*Assigned task:*
Rewrite the entries below with every occurrence of "rough mask" changed to "coarse mask", leaving all other text unchanged.
Segment Start: Data to examine
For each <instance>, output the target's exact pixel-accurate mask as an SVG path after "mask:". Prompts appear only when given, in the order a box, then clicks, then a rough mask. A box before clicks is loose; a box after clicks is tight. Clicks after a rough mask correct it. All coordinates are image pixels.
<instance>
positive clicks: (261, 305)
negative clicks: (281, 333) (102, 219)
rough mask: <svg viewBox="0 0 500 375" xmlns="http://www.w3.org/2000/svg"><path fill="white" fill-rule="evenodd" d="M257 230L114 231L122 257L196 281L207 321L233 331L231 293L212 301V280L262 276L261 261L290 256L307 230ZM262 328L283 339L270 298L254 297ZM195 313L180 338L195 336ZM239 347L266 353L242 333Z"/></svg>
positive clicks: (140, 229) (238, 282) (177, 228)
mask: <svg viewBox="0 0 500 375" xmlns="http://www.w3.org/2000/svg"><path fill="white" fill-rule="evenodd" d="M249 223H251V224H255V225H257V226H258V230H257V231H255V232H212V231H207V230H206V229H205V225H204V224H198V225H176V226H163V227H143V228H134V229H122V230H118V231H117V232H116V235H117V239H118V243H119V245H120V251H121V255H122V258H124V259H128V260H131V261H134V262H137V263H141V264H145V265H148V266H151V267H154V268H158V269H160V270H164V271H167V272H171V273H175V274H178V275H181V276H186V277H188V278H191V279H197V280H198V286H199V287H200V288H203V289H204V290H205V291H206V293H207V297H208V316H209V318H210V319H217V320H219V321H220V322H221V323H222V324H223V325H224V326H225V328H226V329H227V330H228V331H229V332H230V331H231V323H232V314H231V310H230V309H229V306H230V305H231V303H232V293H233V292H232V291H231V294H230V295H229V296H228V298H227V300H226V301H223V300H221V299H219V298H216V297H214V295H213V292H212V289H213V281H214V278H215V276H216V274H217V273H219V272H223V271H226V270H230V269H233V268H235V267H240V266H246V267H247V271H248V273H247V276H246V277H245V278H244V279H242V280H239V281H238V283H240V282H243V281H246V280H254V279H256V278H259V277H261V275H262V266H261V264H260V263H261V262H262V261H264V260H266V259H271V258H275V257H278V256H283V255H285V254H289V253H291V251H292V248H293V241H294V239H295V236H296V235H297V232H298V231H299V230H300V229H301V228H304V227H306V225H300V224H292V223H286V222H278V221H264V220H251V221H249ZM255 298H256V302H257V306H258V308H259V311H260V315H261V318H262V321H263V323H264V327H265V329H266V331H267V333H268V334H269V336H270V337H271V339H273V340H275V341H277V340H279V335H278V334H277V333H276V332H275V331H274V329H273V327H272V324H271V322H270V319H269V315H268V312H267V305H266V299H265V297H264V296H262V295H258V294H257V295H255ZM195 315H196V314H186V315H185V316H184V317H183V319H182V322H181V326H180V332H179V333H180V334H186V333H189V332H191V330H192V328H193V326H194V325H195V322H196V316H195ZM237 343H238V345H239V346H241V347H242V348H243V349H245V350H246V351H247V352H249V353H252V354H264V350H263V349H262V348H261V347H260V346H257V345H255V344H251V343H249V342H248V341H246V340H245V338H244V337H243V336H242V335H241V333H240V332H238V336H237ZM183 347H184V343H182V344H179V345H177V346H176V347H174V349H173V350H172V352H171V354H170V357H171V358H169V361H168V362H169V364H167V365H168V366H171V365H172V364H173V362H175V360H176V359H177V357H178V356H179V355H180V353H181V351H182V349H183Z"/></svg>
Segment End: Data to examine
*Response area:*
For each <instance>, output the target's exact pixel-accurate mask as an SVG path after "mask:". Prompts appear only when given, in the order a box, then clicks, then a coarse mask. A box before clicks is loose; a box after clicks is tight. Clicks after a coarse mask correct it. All coordinates are image pixels.
<instance>
positive clicks: (261, 305)
negative clicks: (281, 333) (102, 219)
coarse mask: <svg viewBox="0 0 500 375" xmlns="http://www.w3.org/2000/svg"><path fill="white" fill-rule="evenodd" d="M257 230L114 231L122 257L196 281L207 321L233 331L231 293L212 301V280L262 276L261 261L290 256L307 230ZM262 328L283 339L270 298L254 297ZM195 313L180 338L195 336ZM239 347L266 353L242 333Z"/></svg>
positive clicks: (140, 229) (238, 282) (177, 228)
mask: <svg viewBox="0 0 500 375" xmlns="http://www.w3.org/2000/svg"><path fill="white" fill-rule="evenodd" d="M249 223H251V224H255V225H257V226H258V230H257V231H255V232H212V231H207V230H206V229H205V225H204V224H198V225H176V226H163V227H143V228H134V229H122V230H118V231H117V232H116V235H117V239H118V243H119V245H120V251H121V255H122V258H124V259H128V260H131V261H134V262H137V263H141V264H145V265H148V266H151V267H154V268H158V269H160V270H164V271H167V272H171V273H175V274H178V275H181V276H186V277H188V278H191V279H197V280H198V286H199V287H200V288H203V289H204V290H205V291H206V293H207V297H208V316H209V318H210V319H217V320H219V321H220V322H221V323H222V324H223V325H224V326H225V328H226V329H227V330H228V331H229V332H230V331H231V323H232V314H231V310H230V309H229V306H230V305H231V303H232V293H233V292H232V291H231V294H230V295H229V296H228V298H227V300H226V301H223V300H221V299H219V298H216V297H214V295H213V292H212V289H213V281H214V278H215V276H216V274H217V273H219V272H223V271H226V270H230V269H233V268H235V267H240V266H246V267H247V271H248V273H247V276H246V277H245V278H244V279H242V280H239V281H238V283H240V282H243V281H246V280H254V279H256V278H259V277H261V275H262V266H261V264H260V263H261V262H262V261H264V260H266V259H271V258H275V257H278V256H283V255H285V254H289V253H291V251H292V248H293V241H294V239H295V236H296V235H297V232H298V231H299V230H300V229H301V228H304V227H306V225H300V224H292V223H286V222H278V221H264V220H251V221H249ZM255 298H256V302H257V306H258V308H259V311H260V315H261V318H262V321H263V323H264V327H265V329H266V331H267V333H268V334H269V336H270V337H271V339H273V340H275V341H277V340H279V335H278V334H277V333H276V332H275V331H274V329H273V327H272V324H271V322H270V319H269V315H268V312H267V305H266V299H265V297H264V296H262V295H258V294H257V295H255ZM195 315H196V314H186V315H185V316H184V317H183V319H182V322H181V326H180V332H179V333H180V334H186V333H189V332H191V330H192V328H193V326H194V325H195V322H196V316H195ZM237 343H238V345H239V346H241V347H242V348H243V349H245V350H246V351H247V352H249V353H252V354H264V350H263V349H262V348H261V347H260V346H257V345H255V344H251V343H249V342H248V341H246V340H245V338H244V337H243V336H242V335H241V333H240V332H238V336H237ZM183 347H184V343H182V344H179V345H177V346H176V347H174V349H173V350H172V352H171V354H170V357H171V358H169V361H168V362H169V364H167V365H168V366H171V365H172V364H173V362H175V360H176V359H177V357H178V356H179V355H180V353H181V351H182V349H183Z"/></svg>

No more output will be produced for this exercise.